• What you should do
The exercise asks for every line of the data to be reproduced exactly.

• Records to use
______

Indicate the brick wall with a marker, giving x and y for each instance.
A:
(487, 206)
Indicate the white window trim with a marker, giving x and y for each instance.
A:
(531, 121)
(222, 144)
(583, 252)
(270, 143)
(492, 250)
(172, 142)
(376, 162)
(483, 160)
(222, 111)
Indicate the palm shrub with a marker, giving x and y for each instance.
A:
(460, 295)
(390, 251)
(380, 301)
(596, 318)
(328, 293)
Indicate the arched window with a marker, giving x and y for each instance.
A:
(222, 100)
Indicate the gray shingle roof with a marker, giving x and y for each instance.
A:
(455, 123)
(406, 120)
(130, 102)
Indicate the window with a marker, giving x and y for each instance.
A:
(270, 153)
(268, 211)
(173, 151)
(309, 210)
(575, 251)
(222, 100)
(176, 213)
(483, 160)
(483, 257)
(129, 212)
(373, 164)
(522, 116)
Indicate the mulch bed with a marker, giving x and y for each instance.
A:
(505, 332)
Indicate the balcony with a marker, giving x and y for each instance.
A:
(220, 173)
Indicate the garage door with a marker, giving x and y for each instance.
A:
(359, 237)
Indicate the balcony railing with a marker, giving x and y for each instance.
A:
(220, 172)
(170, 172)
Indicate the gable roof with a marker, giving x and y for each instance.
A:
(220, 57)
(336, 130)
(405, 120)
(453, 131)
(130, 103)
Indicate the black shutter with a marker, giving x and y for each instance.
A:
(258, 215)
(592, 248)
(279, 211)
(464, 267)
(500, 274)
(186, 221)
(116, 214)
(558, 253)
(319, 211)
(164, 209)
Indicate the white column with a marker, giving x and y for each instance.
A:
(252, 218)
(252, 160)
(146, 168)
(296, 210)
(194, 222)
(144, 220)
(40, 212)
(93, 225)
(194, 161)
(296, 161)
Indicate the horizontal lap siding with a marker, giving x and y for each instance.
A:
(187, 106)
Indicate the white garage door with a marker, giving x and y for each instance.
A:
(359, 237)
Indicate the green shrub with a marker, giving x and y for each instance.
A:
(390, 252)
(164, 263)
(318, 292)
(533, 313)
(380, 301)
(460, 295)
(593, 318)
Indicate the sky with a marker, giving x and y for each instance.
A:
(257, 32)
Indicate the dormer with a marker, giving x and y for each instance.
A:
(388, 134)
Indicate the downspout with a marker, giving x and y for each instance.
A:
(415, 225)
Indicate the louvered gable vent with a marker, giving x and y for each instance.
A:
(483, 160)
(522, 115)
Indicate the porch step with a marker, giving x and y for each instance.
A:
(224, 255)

______

• Response box
Indicate the brick wall with a marker, giving x and y for each instance.
A:
(487, 206)
Indicate the white window trim with a marker, giving x and y for each instance.
A:
(531, 121)
(222, 144)
(583, 252)
(270, 143)
(492, 250)
(172, 142)
(376, 162)
(483, 160)
(222, 111)
Indicate the palm shrub with a marker, giving x and y for each instance.
A:
(460, 295)
(390, 251)
(380, 301)
(596, 318)
(328, 293)
Indicate the arched window with a marker, giving x and y for each instance.
A:
(222, 100)
Indicate the gray shingle roof with a marker, giving x and y for each instance.
A:
(455, 123)
(406, 120)
(130, 102)
Indicate the window with a marker, giving x and y for each instance.
A:
(270, 153)
(268, 211)
(173, 151)
(309, 210)
(575, 251)
(222, 100)
(176, 213)
(483, 160)
(483, 257)
(129, 212)
(373, 164)
(522, 116)
Indicate the mulch bed with a marker, giving x and y for each instance.
A:
(505, 332)
Indicate the balcony with a marker, giving x and y for each instance.
A:
(220, 173)
Indicate the garage door with a marker, giving x and y for each instance.
A:
(359, 237)
Indicate the balcony railing with a marker, giving x and y for each instance.
A:
(220, 172)
(170, 172)
Indicate the gable roof with a marker, giving x and y for each instance.
A:
(220, 57)
(336, 130)
(405, 120)
(453, 131)
(130, 103)
Indicate the black shutter with a marker, giving x and y for each instance.
A:
(258, 215)
(592, 248)
(279, 211)
(464, 267)
(500, 274)
(186, 221)
(116, 214)
(558, 253)
(319, 211)
(164, 209)
Indicate the white column with a marker, giving x and y for each instance.
A:
(252, 218)
(252, 160)
(146, 168)
(296, 210)
(194, 222)
(144, 220)
(40, 212)
(93, 225)
(194, 161)
(296, 161)
Indicate the horizontal lap siding with a marker, giving x and y for each instance.
A:
(187, 106)
Indicate the white garage door with a marker, giving x and y for each instance.
A:
(359, 237)
Indicate the green shrub with a marker, giving x and y for each instance.
A:
(390, 252)
(164, 263)
(318, 292)
(533, 313)
(380, 301)
(460, 295)
(593, 318)
Indicate the sky with a marker, giving x and y for each instance.
A:
(257, 32)
Indicate the dormer with a marker, giving x and y for each instance.
A:
(388, 134)
Indicate the downspout with a marker, giving x and y for each instance.
A:
(415, 225)
Indicate the louvered gable vent with a marker, giving x and y for each instance.
A:
(483, 160)
(522, 115)
Indicate the porch step with a marker, giving x and y for each instance.
A:
(224, 255)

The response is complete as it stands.